** What is expected **
Count the lines in the records that contain the string "handle", matching case exactly. Reply with the number only.

Region annotation entries
* * * *
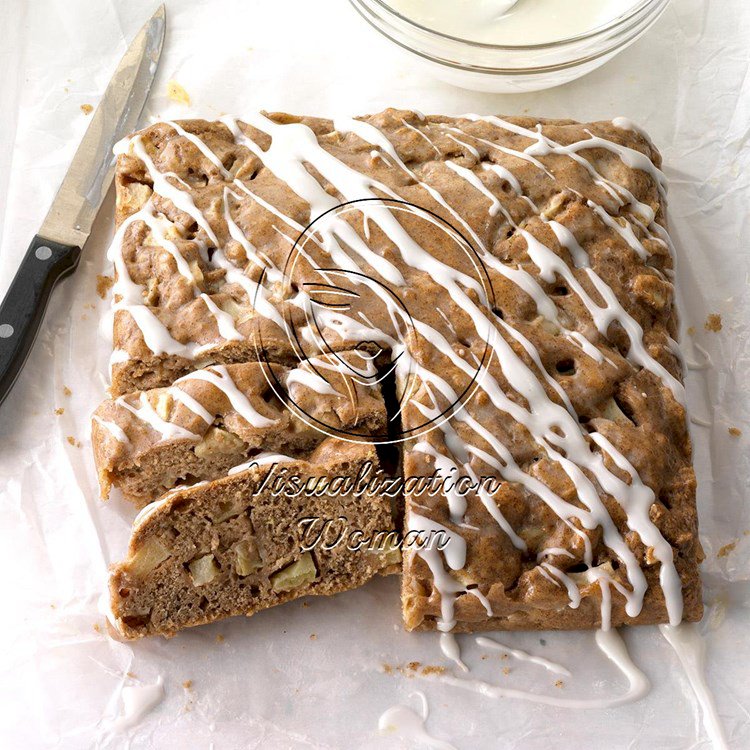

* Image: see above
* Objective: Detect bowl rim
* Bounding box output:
[360,0,659,51]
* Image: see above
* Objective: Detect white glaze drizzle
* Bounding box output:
[174,365,276,428]
[94,414,130,445]
[111,115,692,640]
[227,451,295,476]
[115,392,200,442]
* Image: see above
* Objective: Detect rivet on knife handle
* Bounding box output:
[0,235,81,403]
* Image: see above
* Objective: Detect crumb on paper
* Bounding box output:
[716,539,739,557]
[167,81,190,107]
[703,313,721,333]
[96,274,115,299]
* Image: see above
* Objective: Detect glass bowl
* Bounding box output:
[349,0,670,93]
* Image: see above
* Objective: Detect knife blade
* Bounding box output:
[0,5,166,403]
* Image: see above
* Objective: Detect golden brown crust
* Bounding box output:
[110,440,394,638]
[107,110,702,631]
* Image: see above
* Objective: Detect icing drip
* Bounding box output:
[112,675,164,732]
[428,630,651,709]
[378,692,457,750]
[175,365,276,428]
[659,622,729,750]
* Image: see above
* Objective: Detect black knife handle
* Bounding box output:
[0,235,81,404]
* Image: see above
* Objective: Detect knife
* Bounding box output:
[0,5,166,403]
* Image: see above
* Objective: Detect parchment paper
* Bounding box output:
[0,0,750,750]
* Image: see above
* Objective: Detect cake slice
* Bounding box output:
[92,352,386,505]
[110,438,400,638]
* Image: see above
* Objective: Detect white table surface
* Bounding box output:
* * * *
** Task response **
2